Description of the task - Omit the images. Copy each entry word for word.

[Saved entries]
★ ★ ★ ★

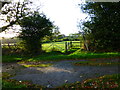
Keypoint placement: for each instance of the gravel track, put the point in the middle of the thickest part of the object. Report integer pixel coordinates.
(56, 74)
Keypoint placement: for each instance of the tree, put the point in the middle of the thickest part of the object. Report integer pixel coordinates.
(14, 11)
(34, 28)
(103, 25)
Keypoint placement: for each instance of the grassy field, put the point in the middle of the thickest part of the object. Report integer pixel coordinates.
(59, 46)
(104, 82)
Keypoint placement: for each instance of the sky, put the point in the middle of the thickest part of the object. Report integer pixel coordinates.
(64, 13)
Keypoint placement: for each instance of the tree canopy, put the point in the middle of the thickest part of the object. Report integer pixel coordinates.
(34, 28)
(14, 11)
(103, 25)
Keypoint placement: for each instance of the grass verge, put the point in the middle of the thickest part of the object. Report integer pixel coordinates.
(57, 56)
(106, 81)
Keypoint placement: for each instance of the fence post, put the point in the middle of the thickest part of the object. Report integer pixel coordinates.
(66, 46)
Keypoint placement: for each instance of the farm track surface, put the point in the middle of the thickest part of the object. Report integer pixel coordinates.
(59, 72)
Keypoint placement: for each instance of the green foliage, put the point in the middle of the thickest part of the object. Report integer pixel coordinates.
(103, 26)
(103, 82)
(14, 12)
(34, 28)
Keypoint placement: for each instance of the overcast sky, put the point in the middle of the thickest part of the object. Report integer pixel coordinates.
(65, 13)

★ ★ ★ ★

Task output -
Keypoint placement: for each instance of the gravel track, put the point in the middle of the thickest part of the object. Report integer pixel coordinates.
(56, 74)
Keypoint placement: for each instance of the tree, put the point in the middle of the thickest part of the object. Report integer pixel coordinates.
(14, 11)
(34, 28)
(103, 25)
Keypoint placement: for each instance of the grassy field, put the point in the middle of the thickest part of the object. Report integer pixel coordinates.
(59, 46)
(104, 82)
Keypoint placement: for each instance of the sky, put the point in the middle of the thickest part of the object. Report integer pixel coordinates.
(64, 13)
Keypoint placement: for each instance of the tree canopy, put the point in the middle of the thickest part of the object. Report integer pixel coordinates.
(34, 28)
(14, 11)
(103, 25)
Keypoint placement: for each instance of the grass verge, put the point in the middle of the thickest part of the object. Report integer pixel coordinates.
(57, 56)
(106, 81)
Keypoint placement: for each instance of the fence post, put the point in the middle of the thickest part of the object. Report integer pixel coordinates.
(66, 46)
Keypoint placement: for each instance of the farm track surface, put the point in the middle of the thickest part of the object. Report integer pixel coordinates.
(59, 72)
Keypoint placement: for each instance of the green foliage, put the point in the middle of the thickest part of the object. Report integer pixel coordinates.
(103, 26)
(103, 82)
(14, 12)
(34, 28)
Keypoint placement: for each instance of the overcast sky, put the point in the middle of the thickest part of the object. Report integer pixel coordinates.
(65, 13)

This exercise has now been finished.